In your copy, include every record exactly and no pictures.
###
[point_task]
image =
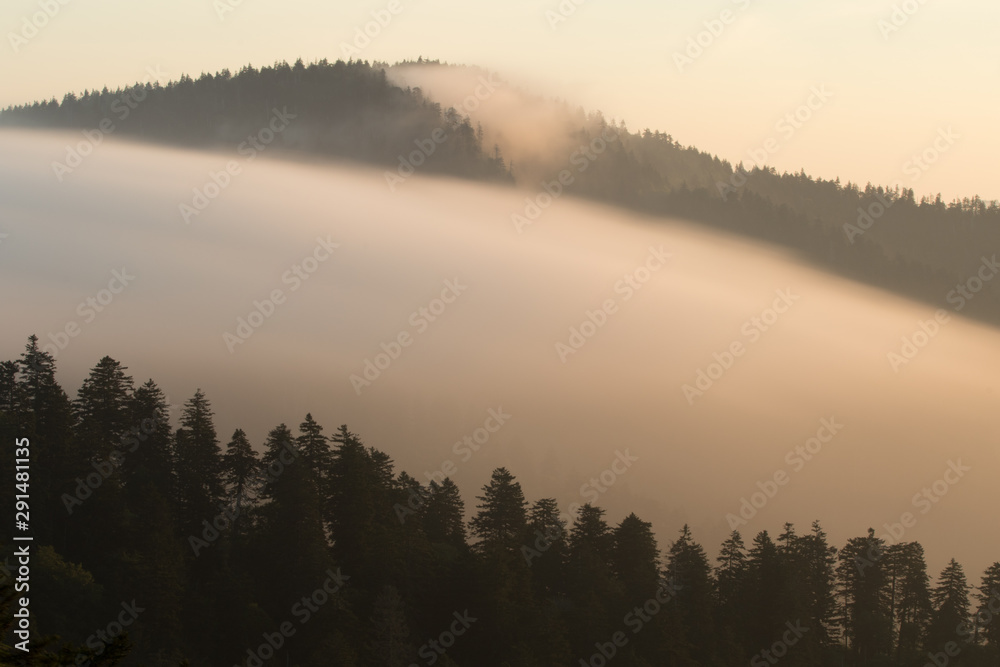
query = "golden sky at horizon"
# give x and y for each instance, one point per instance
(895, 80)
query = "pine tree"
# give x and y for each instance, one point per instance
(867, 601)
(988, 611)
(732, 604)
(199, 466)
(501, 521)
(242, 474)
(444, 514)
(689, 570)
(950, 603)
(635, 559)
(910, 584)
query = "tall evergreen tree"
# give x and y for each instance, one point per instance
(950, 603)
(199, 465)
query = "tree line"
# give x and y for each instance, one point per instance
(314, 550)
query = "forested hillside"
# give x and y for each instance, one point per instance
(159, 543)
(918, 245)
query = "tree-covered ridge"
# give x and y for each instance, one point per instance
(314, 550)
(920, 246)
(341, 109)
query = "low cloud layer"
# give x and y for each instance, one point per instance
(447, 337)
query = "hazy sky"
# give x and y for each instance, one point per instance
(892, 91)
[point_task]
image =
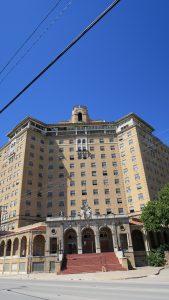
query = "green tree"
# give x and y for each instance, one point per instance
(156, 213)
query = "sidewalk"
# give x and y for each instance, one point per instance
(99, 276)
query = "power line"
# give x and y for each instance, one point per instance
(88, 28)
(37, 40)
(30, 36)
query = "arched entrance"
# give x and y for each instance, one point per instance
(8, 248)
(70, 241)
(106, 242)
(23, 246)
(39, 246)
(88, 241)
(15, 247)
(2, 248)
(137, 240)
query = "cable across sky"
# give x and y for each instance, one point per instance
(84, 32)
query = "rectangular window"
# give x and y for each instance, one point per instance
(106, 181)
(130, 199)
(118, 191)
(96, 202)
(82, 165)
(117, 181)
(142, 206)
(95, 192)
(72, 193)
(93, 165)
(131, 209)
(114, 164)
(138, 186)
(137, 177)
(61, 175)
(72, 202)
(61, 194)
(91, 141)
(72, 183)
(49, 204)
(107, 201)
(128, 189)
(125, 171)
(73, 213)
(120, 210)
(115, 172)
(135, 167)
(119, 200)
(106, 191)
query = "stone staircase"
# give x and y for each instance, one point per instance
(90, 263)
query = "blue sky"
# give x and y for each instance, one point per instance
(122, 65)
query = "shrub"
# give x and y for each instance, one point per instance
(156, 257)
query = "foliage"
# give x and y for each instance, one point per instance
(156, 257)
(156, 213)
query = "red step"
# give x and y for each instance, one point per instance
(90, 263)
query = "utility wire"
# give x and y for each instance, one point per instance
(30, 36)
(88, 28)
(37, 40)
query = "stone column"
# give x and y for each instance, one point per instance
(61, 243)
(146, 241)
(79, 240)
(97, 239)
(114, 237)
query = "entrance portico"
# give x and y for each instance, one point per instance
(96, 234)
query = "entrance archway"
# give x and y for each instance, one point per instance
(15, 247)
(70, 241)
(88, 241)
(106, 242)
(2, 248)
(23, 246)
(39, 245)
(137, 240)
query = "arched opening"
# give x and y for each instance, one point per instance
(151, 240)
(23, 247)
(39, 245)
(106, 242)
(15, 247)
(8, 248)
(79, 117)
(88, 241)
(2, 248)
(138, 241)
(166, 239)
(70, 241)
(53, 246)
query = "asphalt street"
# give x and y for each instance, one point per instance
(155, 287)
###
SOLVED EXERCISE ::
[point_task]
image =
query = "golden sky at horizon"
# give x and y for each instance, one point per instance
(895, 80)
query = "pine tree"
# give x and y for each instance, one point per instance
(867, 601)
(988, 611)
(732, 604)
(199, 466)
(501, 521)
(242, 474)
(444, 514)
(689, 570)
(950, 603)
(635, 559)
(910, 584)
query = "tall evergreen tree"
# give x and y for each instance, one point per instance
(950, 603)
(199, 465)
query = "tree line"
# give x and y for each instance, one point per instance
(314, 550)
query = "forested hillside"
# give x and y for each instance, one point per instance
(159, 543)
(918, 245)
query = "tree-covered ridge"
# give x and y for each instance, one point per instance
(314, 550)
(920, 246)
(341, 109)
query = "low cloud layer"
# give x and y for each instance, one point per instance
(447, 337)
query = "hazy sky"
# give x and y for each instance, one point per instance
(892, 91)
[point_task]
image =
query = "green tree"
# give x and y for each instance, one point per instance
(156, 213)
query = "sidewalk"
# give x and y for each instance, one point per instance
(99, 276)
query = "power line"
# give x and y for each instance, one point per instance
(88, 28)
(37, 40)
(30, 36)
query = "arched entrance"
# give x and y for each instance, one point per instance
(8, 248)
(70, 241)
(106, 242)
(23, 246)
(39, 246)
(88, 241)
(15, 247)
(2, 248)
(137, 240)
query = "cable across sky"
# give x and y for each instance, one point per instance
(84, 32)
query = "rectangular window"
# give x and y for each instance, one point per instance
(106, 181)
(130, 199)
(118, 191)
(96, 202)
(82, 165)
(117, 181)
(142, 206)
(95, 192)
(72, 193)
(93, 165)
(131, 209)
(114, 164)
(138, 186)
(137, 177)
(61, 175)
(72, 202)
(61, 194)
(91, 141)
(72, 183)
(49, 204)
(107, 201)
(128, 189)
(125, 171)
(73, 213)
(120, 210)
(115, 172)
(135, 167)
(119, 200)
(106, 191)
query = "stone staircase"
# give x and y for each instance, one point per instance
(90, 263)
query = "blue sky"
# give x and y for each instance, one point per instance
(122, 65)
query = "shrub"
# give x and y for each instance, one point per instance
(156, 257)
query = "foliage"
# give x and y for each instance, one point per instance
(156, 257)
(156, 213)
query = "red step"
# give x and y for each instance, one point per instance
(90, 263)
query = "utility wire"
# give x and y for each instance, one point per instance
(30, 36)
(88, 28)
(37, 40)
query = "stone column"
# give x and y for each instance, one point per instance
(61, 243)
(146, 241)
(79, 240)
(97, 239)
(114, 237)
query = "entrance portico"
# give x and y for each instance, one point per instance
(96, 234)
query = "entrance archway"
# give x and y for each instance, one point per instance
(15, 247)
(70, 241)
(88, 241)
(106, 242)
(2, 248)
(23, 246)
(39, 245)
(137, 240)
query = "arched opening"
# give x and y for each instance, one point per instance
(151, 240)
(23, 247)
(39, 245)
(106, 242)
(15, 247)
(8, 248)
(79, 117)
(88, 241)
(2, 248)
(138, 241)
(166, 239)
(70, 241)
(53, 246)
query = "asphalt street"
# give x and y for each instance, one point per instance
(155, 287)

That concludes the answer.